Reproduce the data below verbatim from the line containing "Q: Point to every instance of the low" through its final line, and produce nothing more.
───── EXCERPTED DATA
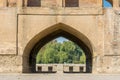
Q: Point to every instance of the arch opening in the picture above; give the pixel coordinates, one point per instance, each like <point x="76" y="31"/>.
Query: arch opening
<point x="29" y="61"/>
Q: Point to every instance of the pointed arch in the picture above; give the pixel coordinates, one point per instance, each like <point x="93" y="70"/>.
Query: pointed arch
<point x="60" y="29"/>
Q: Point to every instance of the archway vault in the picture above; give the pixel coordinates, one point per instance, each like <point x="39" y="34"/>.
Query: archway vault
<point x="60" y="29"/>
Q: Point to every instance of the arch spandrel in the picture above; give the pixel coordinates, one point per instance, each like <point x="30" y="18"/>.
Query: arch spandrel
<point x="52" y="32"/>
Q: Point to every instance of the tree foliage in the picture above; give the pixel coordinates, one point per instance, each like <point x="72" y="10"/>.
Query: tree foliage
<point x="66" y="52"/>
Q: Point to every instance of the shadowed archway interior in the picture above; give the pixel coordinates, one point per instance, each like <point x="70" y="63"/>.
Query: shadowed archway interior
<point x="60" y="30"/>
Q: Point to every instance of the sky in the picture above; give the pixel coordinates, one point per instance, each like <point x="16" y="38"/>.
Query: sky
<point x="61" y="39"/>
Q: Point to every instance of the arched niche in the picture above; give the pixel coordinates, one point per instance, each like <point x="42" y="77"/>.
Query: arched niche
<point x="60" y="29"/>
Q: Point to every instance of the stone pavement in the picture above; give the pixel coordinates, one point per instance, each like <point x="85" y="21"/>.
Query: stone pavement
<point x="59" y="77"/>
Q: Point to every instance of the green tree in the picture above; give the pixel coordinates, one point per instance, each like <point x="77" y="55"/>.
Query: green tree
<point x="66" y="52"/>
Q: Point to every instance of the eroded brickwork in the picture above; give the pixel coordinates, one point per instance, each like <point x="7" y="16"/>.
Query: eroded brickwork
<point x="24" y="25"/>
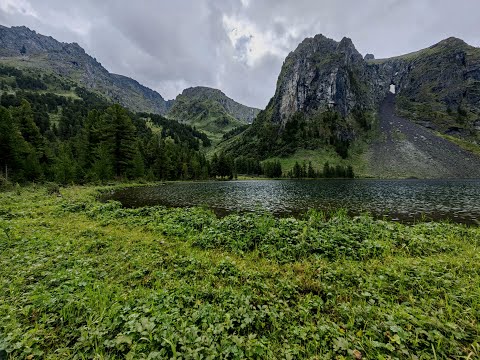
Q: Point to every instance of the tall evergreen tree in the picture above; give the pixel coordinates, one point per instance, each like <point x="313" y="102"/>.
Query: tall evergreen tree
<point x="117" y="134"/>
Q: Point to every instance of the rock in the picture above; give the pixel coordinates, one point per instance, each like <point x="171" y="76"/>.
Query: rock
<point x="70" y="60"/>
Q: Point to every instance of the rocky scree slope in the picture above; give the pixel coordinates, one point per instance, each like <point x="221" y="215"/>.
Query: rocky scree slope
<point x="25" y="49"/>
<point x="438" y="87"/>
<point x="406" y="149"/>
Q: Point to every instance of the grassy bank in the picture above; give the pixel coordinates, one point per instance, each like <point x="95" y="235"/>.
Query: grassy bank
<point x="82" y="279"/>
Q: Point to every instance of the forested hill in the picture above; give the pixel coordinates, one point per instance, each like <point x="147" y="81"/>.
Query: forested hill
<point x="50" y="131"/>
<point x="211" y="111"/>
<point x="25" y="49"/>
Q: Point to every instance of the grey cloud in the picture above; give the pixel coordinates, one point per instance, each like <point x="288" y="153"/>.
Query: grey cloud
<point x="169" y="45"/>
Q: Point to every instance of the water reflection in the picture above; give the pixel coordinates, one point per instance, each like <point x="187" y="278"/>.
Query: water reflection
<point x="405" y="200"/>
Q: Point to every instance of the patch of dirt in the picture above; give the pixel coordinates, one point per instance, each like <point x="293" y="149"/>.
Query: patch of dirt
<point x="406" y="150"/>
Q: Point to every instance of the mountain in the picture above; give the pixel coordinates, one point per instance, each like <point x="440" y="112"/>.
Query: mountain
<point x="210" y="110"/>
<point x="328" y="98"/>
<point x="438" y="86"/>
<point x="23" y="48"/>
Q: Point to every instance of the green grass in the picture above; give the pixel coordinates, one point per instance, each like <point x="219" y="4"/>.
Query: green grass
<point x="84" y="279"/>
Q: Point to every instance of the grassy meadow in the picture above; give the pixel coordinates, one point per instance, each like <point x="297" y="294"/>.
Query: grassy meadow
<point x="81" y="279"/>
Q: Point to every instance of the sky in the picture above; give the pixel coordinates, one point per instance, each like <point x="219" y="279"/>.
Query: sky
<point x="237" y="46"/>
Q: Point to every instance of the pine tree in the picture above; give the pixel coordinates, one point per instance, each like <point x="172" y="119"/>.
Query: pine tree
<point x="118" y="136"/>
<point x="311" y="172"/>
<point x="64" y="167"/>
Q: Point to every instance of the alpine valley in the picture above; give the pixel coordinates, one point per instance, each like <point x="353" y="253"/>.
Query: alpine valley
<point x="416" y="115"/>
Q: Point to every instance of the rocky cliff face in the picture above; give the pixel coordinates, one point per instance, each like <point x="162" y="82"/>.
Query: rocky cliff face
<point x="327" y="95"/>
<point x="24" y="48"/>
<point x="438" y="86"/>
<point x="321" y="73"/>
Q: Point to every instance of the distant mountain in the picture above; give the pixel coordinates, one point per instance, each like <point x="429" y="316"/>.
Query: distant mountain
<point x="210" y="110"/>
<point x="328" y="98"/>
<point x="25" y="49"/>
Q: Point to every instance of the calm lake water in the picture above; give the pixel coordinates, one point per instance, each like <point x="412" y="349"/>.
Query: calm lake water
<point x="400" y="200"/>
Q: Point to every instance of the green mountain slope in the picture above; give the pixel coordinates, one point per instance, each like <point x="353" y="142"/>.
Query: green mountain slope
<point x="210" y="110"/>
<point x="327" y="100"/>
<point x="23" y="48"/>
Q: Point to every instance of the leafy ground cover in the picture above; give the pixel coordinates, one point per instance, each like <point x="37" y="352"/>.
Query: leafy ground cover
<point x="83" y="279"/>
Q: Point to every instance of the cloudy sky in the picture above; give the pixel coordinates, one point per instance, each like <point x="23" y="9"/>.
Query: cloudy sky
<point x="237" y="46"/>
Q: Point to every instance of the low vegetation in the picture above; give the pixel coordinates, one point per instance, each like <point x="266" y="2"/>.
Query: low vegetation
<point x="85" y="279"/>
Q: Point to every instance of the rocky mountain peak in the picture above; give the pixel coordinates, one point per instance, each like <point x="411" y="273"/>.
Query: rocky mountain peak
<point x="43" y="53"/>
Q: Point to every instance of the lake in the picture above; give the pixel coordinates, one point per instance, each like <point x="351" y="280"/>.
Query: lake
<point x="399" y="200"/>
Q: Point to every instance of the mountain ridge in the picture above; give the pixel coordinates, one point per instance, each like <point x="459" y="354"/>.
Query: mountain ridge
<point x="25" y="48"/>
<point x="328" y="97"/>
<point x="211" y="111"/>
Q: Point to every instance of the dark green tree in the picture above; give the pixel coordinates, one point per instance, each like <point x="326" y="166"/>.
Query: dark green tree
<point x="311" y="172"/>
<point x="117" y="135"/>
──────────
* _RESULT BELOW_
Q: Point to every instance of the low vegetation in the picture above; give the pixel coordinates, one point per instance, each like <point x="266" y="2"/>.
Query: low vegetation
<point x="85" y="279"/>
Q: Point to every instance of the rocky mountain peak in the picture above; give the pixel coordinates, one point per instance, each like <point x="411" y="273"/>.
Query: rocky mountain peak
<point x="43" y="53"/>
Q: Point to every instance of the lake in the picture above; give the pixel coordinates, one point per instance, each like <point x="351" y="280"/>.
Query: lake
<point x="399" y="200"/>
Q: Point to every instance of the mountain ridge in the picture above; give the pixel coordinates, one point per instance, each like <point x="459" y="354"/>.
Query: mountain ridge
<point x="25" y="48"/>
<point x="328" y="97"/>
<point x="211" y="111"/>
Q: Point to every instance of the dark green tree in the picture above; give the pixel coordinates, one point per instance, each like <point x="326" y="166"/>.
Query: dark green tree
<point x="311" y="172"/>
<point x="117" y="135"/>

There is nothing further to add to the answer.